Write out the data below word for word, with nothing changed or left out.

## EXERCISE INPUT

* * * * * * * * *

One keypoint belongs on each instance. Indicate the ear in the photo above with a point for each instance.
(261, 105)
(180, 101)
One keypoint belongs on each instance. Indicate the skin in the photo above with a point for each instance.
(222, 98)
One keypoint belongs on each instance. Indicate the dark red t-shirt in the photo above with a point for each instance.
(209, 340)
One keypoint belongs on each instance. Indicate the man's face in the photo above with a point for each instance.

* * * * * * * * *

## ANSWER TO THE TASK
One keypoint belongs on each instance. Indicate the ear in the photo above with a point for each instance.
(261, 105)
(180, 101)
One keypoint belongs on each instance. Indicate the skin in the photo above with a point for each instance.
(222, 98)
One keypoint belongs on each instance. Indicate the dark red t-shirt in the photo above with a point for each instance.
(209, 340)
One keypoint belongs on each instance. Indicate the man's face in the photo above with a point for each instance.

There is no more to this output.